◆ FRAGMENTO DEL TEXTO ◆
== == ==

El lado de la cuerda

Sábado – 23/05/20

No quería escribir sobre esto porque estoy cansada y porque no me sale, y solo me apetece escribir sobre lo que me sale sin esfuerzo. Pero esta mañana de repente me sale algo, al principio es una masa informe y pegajosa, pero poco a poco va configurándose hasta parecer algo reconocible.

Leo que el partido fascista que tiene representación en el Congreso ha convocado manifestaciones en coche por toda España. Sé que esa noticia me recuerda alguna escena de Los Simpsons, pero mi cerebro no es capaz de encontrar la referencia.

Hace unos días salí a dar un paseo y hablar por teléfono con M., y cuando dieron las nueve y los vecinos sacaron las cacerolas al balcón se me hizo muy difícil escucharla. Era imposible escapar del sonido y de los brazos medio asomados de los vecinos, como si de los tentáculos de una bestia marina se trataran. Hay un señor que vive justo enfrente y tiene una bandera con crespón en la ventana que en vez de la cacerola saca un altavoz con sonido de cacerolas.

Las cacerolas o su sonido digitalizado, han llegado justo cuando los aplausos descienden, como si fuera un reloj de arena, la arena ha pasado de un lado al otro. Y ese vuelco me produce náuseas. O quizás es solo que hacen ruido, y las cámaras apuntan en esa dirección, como ilustra el caricaturista estadounidense Matt Wuerker (al final del texto).

== == ==

◆ INSTRUCCIONES DE TRABAJO ◆
1: Enumera los objetos que, según el fragmento, los vecinos sacan al balcón o tienen en la ventana.
2: Según el fragmento, ¿qué ha convocado el partido fascista con representación en el Congreso?
3: Copia del fragmento el pasaje comprendido entre "Sábado – 23/05/20" y "encontrar la referencia.", ambos incluidos.

◆ REGISTROS ENUMERADOS ◆

== == ==

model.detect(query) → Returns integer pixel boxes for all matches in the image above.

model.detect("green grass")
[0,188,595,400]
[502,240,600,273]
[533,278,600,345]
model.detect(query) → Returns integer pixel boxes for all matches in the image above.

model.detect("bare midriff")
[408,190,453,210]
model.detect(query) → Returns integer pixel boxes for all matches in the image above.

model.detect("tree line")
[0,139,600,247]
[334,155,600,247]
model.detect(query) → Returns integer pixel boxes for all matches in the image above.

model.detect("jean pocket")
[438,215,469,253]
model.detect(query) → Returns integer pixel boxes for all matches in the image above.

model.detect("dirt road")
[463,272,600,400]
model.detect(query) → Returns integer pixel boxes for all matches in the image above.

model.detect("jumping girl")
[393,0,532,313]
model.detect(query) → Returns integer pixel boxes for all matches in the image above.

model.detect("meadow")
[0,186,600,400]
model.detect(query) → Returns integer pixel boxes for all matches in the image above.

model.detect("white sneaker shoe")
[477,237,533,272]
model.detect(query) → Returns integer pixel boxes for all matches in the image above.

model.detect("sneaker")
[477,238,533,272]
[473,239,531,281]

== == ==

◆ RESPUESTAS POR TAREA ◆
1: Cacerolas; una bandera con crespón; un altavoz con sonido de cacerolas.

2: Manifestaciones en coche por toda España.

3:
Sábado – 23/05/20

No quería escribir sobre esto porque estoy cansada y porque no me sale, y solo me apetece escribir sobre lo que me sale sin esfuerzo. Pero esta mañana de repente me sale algo, al principio es una masa informe y pegajosa, pero poco a poco va configurándose hasta parecer algo reconocible.

Leo que el partido fascista que tiene representación en el Congreso ha convocado manifestaciones en coche por toda España. Sé que esa noticia me recuerda alguna escena de Los Simpsons, pero mi cerebro no es capaz de encontrar la referencia.